» Consignes
a: Reproduisez fidèlement le passage de l'entretien avec Alain Sotto qui va de « Depuis 30 ans, Alain » à « et les parents. ».
b: Poursuivez, s'il vous plaît, l'entretien avec Alain Sotto à partir de l'endroit où il s'arrête.

» Texte source
──────

ALAIN SOTTO : « RESPECTER L’ÉLÈVE, C’EST S’APPUYER SUR SES RÉUSSITES. »
Depuis 30 ans, Alain Sotto, psychopédagogue, spécialisé en neuropédagogie et en psychologie de la connaissance reçoit des enfants en difficulté scolaire, des parents qui expriment leur inquiétude, voire leur souffrance, face à leur enfant qu’ils ne savent pas comment aider. Il a fondé en 1989 l’Association de Recherches en Neuropédagogie (ARN) et anime le site cancres.com.
Dans cet entretien, il partage des conseils pour les enseignants et les parents.
Selon vous, comment les enseignants peuvent donner envie d’apprendre aux élèves ?
Instruire, c’est avoir la passion de la matière que l’on enseigne. Si les élèves ne le sentent pas, pourquoi feraient-ils l’effort demandé par l’apprentissage, pourquoi feraient-ils même l’effort de seulement s’intéresser. Or la passion est quelque chose de fragile, et à force de répéter les mêmes choses, à force de passer du temps à faire la discipline dans leur classe, les enseignants finissent souvent par la perdre.

──────

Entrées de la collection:
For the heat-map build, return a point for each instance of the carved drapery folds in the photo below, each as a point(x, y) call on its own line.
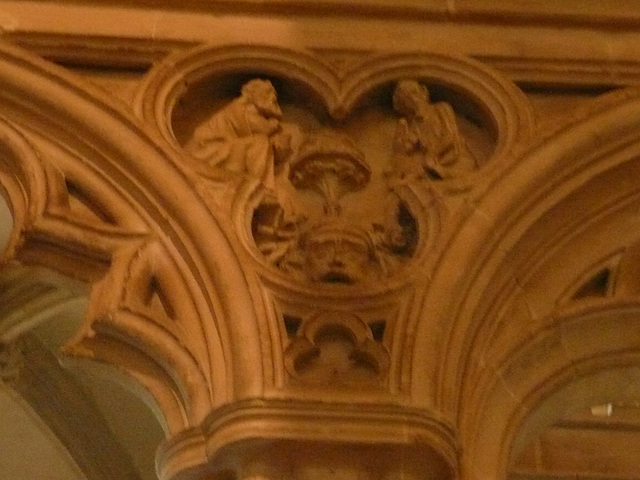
point(271, 240)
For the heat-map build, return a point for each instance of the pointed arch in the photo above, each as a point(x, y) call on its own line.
point(553, 214)
point(114, 151)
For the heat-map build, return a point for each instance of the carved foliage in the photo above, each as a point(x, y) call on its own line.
point(451, 118)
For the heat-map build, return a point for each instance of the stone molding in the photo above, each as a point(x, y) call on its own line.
point(184, 302)
point(235, 435)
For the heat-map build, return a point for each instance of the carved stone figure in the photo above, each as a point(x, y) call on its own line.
point(333, 249)
point(427, 140)
point(245, 136)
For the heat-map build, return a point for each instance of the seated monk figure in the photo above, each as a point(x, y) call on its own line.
point(245, 136)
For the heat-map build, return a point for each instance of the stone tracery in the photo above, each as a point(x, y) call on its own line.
point(348, 271)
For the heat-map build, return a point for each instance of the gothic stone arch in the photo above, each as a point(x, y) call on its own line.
point(352, 284)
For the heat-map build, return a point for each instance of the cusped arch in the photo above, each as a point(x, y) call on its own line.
point(112, 148)
point(560, 190)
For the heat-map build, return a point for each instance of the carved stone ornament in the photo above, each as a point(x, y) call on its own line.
point(334, 348)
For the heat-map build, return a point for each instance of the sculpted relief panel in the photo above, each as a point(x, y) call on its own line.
point(337, 200)
point(341, 187)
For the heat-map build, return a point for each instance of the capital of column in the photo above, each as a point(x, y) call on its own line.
point(287, 440)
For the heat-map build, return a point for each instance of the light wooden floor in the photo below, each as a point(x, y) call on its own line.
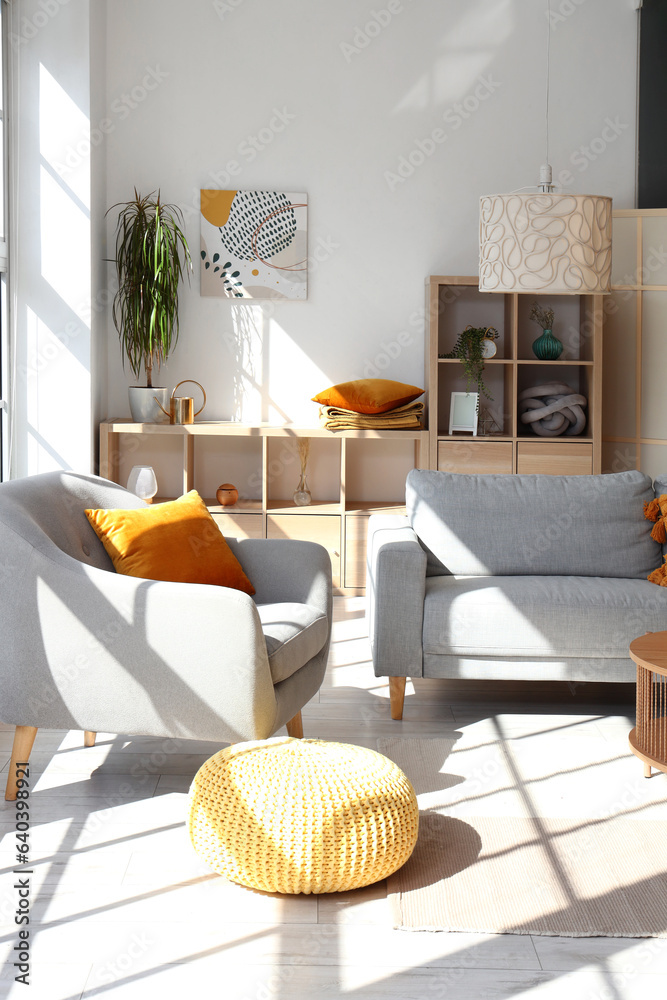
point(121, 906)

──────

» Réponses par consigne
a:
Depuis 30 ans, Alain Sotto, psychopédagogue, spécialisé en neuropédagogie et en psychologie de la connaissance reçoit des enfants en difficulté scolaire, des parents qui expriment leur inquiétude, voire leur souffrance, face à leur enfant qu’ils ne savent pas comment aider. Il a fondé en 1989 l’Association de Recherches en Neuropédagogie (ARN) et anime le site cancres.com.
Dans cet entretien, il partage des conseils pour les enseignants et les parents.

b:
Cependant, instruire ce n’est pas seulement transmettre des savoirs à une classe, à un ensemble d’élèves, c’est s’adresser à chacun d’eux et qu’il le sente. C’est établir un contact chaleureux. Si l’enfant se sent reconnu et accepté tel qu’il est, avec ses capacités, ses freins, on lui donne la liberté d’apprendre. La dimension affective au sein de la classe est déterminante pour le présent et le futur de la scolarité de l’enfant, pour son engagement dans le travail.
A contrario est-ce que certaines attitudes, postures d’enseignants ou certains dispositifs pédagogiques peuvent inhiber cette envie d’apprendre ?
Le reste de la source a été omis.